Exercise task: Report how many lines in the entries below contain the string "teeth", treating uppercase and lowercase as different. Give only the number.

Record list:
>> BEGIN

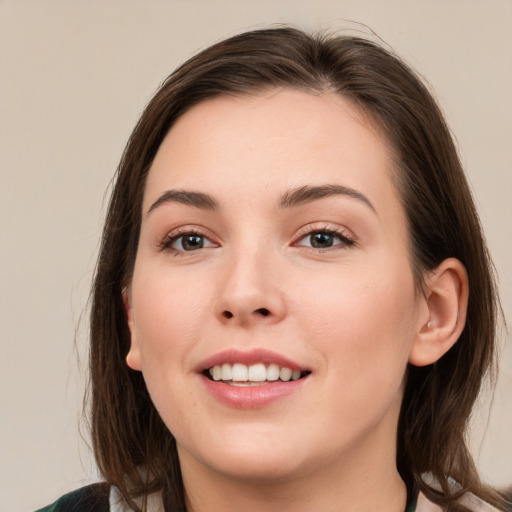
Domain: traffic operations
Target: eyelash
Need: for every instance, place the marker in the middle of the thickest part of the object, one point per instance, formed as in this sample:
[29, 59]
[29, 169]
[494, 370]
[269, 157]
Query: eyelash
[167, 242]
[345, 240]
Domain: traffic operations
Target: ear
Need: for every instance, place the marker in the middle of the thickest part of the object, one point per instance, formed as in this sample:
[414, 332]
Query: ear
[133, 358]
[446, 295]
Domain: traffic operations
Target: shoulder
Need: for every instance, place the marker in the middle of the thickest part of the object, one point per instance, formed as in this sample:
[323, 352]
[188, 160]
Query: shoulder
[92, 498]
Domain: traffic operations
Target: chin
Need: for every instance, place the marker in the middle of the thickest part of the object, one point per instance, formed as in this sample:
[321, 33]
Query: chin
[249, 459]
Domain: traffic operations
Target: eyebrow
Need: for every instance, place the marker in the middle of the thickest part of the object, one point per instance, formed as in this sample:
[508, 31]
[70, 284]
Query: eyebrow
[291, 198]
[309, 193]
[187, 197]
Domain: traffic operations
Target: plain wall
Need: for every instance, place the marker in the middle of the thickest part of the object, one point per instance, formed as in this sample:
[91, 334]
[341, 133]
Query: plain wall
[74, 77]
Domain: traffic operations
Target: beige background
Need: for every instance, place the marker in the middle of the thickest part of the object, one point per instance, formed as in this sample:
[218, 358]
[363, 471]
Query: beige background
[74, 76]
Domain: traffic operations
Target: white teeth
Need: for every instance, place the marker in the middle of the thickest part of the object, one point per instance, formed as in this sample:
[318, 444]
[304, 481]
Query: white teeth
[217, 373]
[227, 374]
[273, 372]
[257, 373]
[241, 373]
[285, 374]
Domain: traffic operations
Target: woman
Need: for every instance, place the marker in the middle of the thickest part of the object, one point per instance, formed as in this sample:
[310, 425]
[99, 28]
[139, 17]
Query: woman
[294, 306]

>> END

Task output: 2